#### EXTRACTED MATERIAL
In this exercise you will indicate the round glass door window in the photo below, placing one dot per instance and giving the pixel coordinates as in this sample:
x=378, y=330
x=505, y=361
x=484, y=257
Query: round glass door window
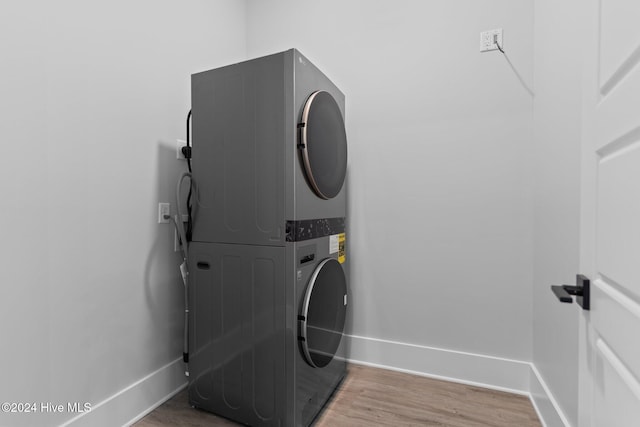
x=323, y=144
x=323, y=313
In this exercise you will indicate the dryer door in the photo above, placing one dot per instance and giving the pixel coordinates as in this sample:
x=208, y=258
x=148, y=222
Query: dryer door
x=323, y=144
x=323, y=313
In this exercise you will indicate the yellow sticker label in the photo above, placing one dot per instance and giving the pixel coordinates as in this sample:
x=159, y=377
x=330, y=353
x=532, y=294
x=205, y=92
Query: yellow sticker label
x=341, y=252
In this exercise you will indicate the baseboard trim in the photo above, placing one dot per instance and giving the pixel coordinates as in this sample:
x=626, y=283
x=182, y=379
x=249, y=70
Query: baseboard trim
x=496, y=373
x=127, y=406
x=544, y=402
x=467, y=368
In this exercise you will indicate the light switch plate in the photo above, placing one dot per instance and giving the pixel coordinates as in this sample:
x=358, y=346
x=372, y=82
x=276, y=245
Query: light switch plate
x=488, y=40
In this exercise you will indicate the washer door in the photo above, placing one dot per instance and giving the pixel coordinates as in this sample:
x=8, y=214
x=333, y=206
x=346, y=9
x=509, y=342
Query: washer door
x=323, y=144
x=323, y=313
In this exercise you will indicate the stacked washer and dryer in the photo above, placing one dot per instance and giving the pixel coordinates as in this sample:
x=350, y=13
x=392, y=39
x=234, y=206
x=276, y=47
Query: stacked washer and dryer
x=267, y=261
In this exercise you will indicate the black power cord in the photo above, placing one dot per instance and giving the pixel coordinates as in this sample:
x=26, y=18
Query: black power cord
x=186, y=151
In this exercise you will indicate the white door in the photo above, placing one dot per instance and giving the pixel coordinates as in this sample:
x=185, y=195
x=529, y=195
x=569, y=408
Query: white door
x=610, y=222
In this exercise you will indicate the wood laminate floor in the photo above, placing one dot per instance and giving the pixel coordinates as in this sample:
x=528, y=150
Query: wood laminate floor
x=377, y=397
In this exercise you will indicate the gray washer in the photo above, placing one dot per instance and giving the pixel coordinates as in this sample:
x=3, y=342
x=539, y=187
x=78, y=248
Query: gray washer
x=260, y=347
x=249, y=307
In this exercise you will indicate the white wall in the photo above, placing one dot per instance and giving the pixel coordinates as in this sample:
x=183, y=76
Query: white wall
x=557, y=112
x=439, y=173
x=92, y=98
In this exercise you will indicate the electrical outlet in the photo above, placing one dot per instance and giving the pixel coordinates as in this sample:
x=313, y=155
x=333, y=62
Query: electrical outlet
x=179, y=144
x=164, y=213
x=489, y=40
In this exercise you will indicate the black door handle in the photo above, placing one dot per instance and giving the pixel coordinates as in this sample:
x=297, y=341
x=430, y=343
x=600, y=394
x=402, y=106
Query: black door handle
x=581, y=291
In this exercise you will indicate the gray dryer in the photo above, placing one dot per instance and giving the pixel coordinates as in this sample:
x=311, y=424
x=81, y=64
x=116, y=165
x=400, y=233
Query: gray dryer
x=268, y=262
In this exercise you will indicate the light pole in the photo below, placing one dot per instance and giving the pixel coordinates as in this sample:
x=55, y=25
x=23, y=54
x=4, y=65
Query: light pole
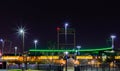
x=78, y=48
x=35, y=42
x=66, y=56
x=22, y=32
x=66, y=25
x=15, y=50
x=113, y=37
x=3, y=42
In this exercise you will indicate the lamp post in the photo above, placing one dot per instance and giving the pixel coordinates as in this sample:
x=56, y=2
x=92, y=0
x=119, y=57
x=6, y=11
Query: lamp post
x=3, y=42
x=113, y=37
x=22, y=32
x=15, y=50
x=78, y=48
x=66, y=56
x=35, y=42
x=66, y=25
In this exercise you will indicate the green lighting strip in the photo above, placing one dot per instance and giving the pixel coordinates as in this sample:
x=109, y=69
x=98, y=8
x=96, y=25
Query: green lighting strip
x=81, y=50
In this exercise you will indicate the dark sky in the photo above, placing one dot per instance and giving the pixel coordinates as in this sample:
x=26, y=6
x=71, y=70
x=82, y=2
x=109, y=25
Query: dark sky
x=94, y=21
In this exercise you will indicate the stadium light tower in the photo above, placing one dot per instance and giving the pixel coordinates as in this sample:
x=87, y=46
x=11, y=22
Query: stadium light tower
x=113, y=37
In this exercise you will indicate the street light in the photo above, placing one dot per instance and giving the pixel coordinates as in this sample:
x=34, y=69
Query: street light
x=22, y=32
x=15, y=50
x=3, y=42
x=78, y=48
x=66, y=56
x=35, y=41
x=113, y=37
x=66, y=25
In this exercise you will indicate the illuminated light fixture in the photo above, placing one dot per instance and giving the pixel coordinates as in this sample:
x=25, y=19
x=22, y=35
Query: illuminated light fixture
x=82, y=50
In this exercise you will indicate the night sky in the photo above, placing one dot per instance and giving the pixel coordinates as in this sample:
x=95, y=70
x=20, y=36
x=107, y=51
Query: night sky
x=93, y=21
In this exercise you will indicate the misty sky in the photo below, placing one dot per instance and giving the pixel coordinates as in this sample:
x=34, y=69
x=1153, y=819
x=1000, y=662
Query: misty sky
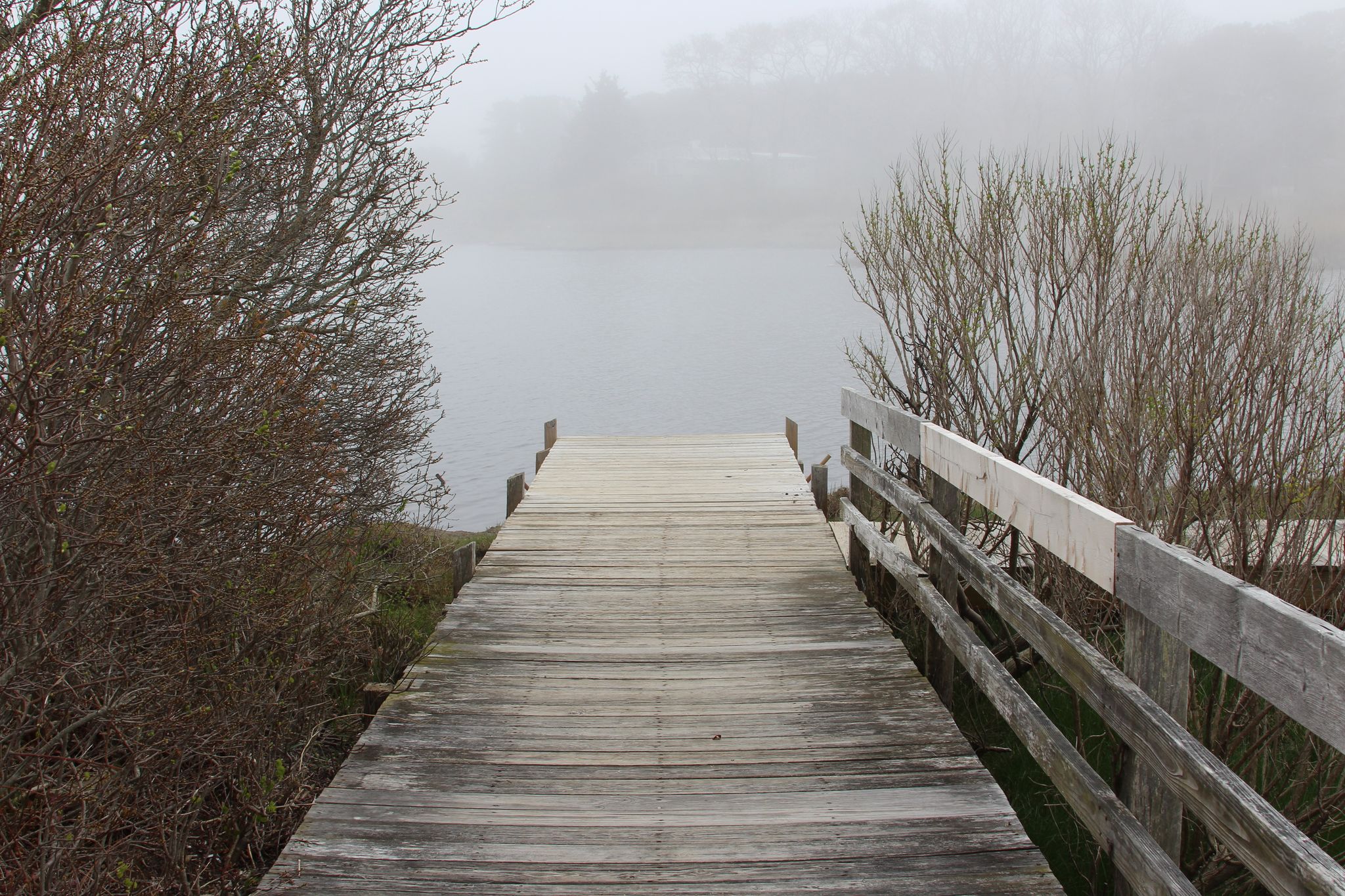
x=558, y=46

#### PROBLEM REQUIREMENTS
The whole of the data above needs retyping exactly, with pictures omitted.

#### WRITTEN REPLY
In this exercise you will indicate the round glass door window in the photo below, placing one dot per instance and giving the pixel coordinates as in this sample:
x=378, y=330
x=505, y=361
x=484, y=257
Query: round glass door window
x=323, y=144
x=323, y=313
In this exercise you will indicate the dryer door in the photo above, placing one dot per instance and giving the pixel coordinates as in this sample:
x=208, y=258
x=148, y=222
Query: dryer door
x=323, y=144
x=323, y=313
In this exercise you will indicate the yellow sticker label in the photo above, placing one dot per instance and giving the pixel coordinates as in this sample:
x=159, y=377
x=330, y=353
x=532, y=294
x=205, y=92
Query: yellow sticker label
x=341, y=252
In this exercise you will indicate the baseboard trim in the photo above, placing one dot per instance and giving the pixel coordinates as in this sample:
x=626, y=283
x=182, y=379
x=249, y=70
Query: baseboard trim
x=496, y=373
x=127, y=406
x=544, y=402
x=467, y=368
In this exercise you will indicate the light switch plate in the photo above, placing one dot per instance and giving the pixel coordinates as in this sample:
x=358, y=346
x=372, y=82
x=276, y=245
Query: light switch plate
x=488, y=40
In this exercise you will indicate the washer door in the photo above, placing one dot per instance and giving the pixel coordinates as in this sample:
x=8, y=214
x=333, y=206
x=346, y=9
x=509, y=342
Query: washer door
x=323, y=144
x=323, y=313
In this exercise you will indicate the stacked washer and dryer in the photo above, placing one dot per instance and giving the pixel coordinates as in this sample:
x=350, y=13
x=392, y=39
x=234, y=206
x=276, y=47
Query: stacked washer and dryer
x=267, y=261
In this exercise you will indicate the black power cord in the photo above, placing one dot per instance and giving the pixel coordinates as in this sample:
x=26, y=18
Query: black power cord
x=186, y=151
In this exercise you will indicate the white door in the photo above, placing one dot per instance and giving the pixel coordinates as in this sample:
x=185, y=195
x=529, y=195
x=569, y=408
Query: white door
x=610, y=222
In this exercise you will indicate the wood laminate floor in the photo above, placing one dot per instance and giving the pixel coordinates as in this sample:
x=528, y=150
Query: wood laminate floor
x=377, y=397
In this exercise you will indicate the gray washer in the photo above, placing one dot per instance and giving the pixel coordinates as in this sample:
x=3, y=342
x=539, y=187
x=78, y=248
Query: gray washer
x=260, y=347
x=249, y=307
In this exercise you will indicate the white wall in the photo above, placing one dot per instance and giving the pixel coordinates as in this sample:
x=183, y=76
Query: white wall
x=557, y=112
x=439, y=173
x=92, y=98
In this exercise you will indicate the electrical outlet in the photo above, placing one dot per instance and giving the pixel coordinates as in this sample:
x=313, y=155
x=333, y=62
Query: electrical outlet
x=179, y=144
x=164, y=213
x=489, y=40
In this exercise you will indicate the black door handle in the photo above, placing one dot per instance and giving the pixel coordinates as in this sample:
x=297, y=341
x=430, y=343
x=600, y=394
x=402, y=106
Query: black door handle
x=581, y=291
In this exercise you will indicate the gray dryer in the photo above, placing one dot per instance and giving the pixel coordinates as in this sample:
x=311, y=424
x=81, y=64
x=116, y=165
x=400, y=233
Query: gray dryer
x=268, y=262
In this exercise you will indicate the light pole in the photo below, placing one dot per instance and giving the pixel coordinates as in this sample:
x=55, y=25
x=23, y=54
x=4, y=65
Query: light pole
x=78, y=48
x=35, y=42
x=66, y=56
x=22, y=32
x=66, y=25
x=15, y=50
x=113, y=37
x=3, y=42
In this exercise you will indicate the lamp post in the photo above, placing one dot per instance and giving the pixel coordinates as in this sample:
x=56, y=2
x=92, y=0
x=119, y=57
x=6, y=11
Query: lamp post
x=3, y=42
x=113, y=37
x=22, y=32
x=15, y=50
x=78, y=48
x=66, y=56
x=35, y=42
x=66, y=25
In this exercise you will indicate the green lighting strip in the photo above, placing one dot per instance and giving the pixel coordinates as in this sample:
x=109, y=69
x=98, y=8
x=96, y=25
Query: green lighting strip
x=81, y=50
In this exercise you will indicate the dark sky in the photo above, placing one dot per instance and giving the pixel coordinates as in this sample:
x=26, y=6
x=71, y=70
x=82, y=2
x=109, y=25
Query: dark sky
x=94, y=21
In this exercise you will indicate the stadium light tower in the photo above, placing one dot per instance and giving the pixel coordinates as in this sample:
x=87, y=46
x=11, y=22
Query: stadium light tower
x=113, y=37
In this exercise you will indicate the street light in the photo above, placing one dot per instance and giving the pixel coordinates as in this sample:
x=34, y=69
Query: street light
x=22, y=32
x=15, y=50
x=3, y=42
x=78, y=48
x=66, y=56
x=35, y=41
x=113, y=37
x=66, y=25
In this exercise you will indicate the illuminated light fixture in the photo above, placing one dot per instance and giving the pixel coordinates as in this sample:
x=25, y=19
x=22, y=35
Query: illuminated light fixture
x=82, y=50
In this exercise you will indicate the night sky in the photo above, placing one dot per instance and giving the pixel coordinates as in this sample:
x=95, y=70
x=20, y=36
x=107, y=51
Query: night sky
x=93, y=21
In this exercise you will indicate the misty sky in the photo below, placing one dot per instance and giving the pixel coordinates as in this sample:
x=34, y=69
x=1153, y=819
x=1000, y=662
Query: misty sky
x=558, y=46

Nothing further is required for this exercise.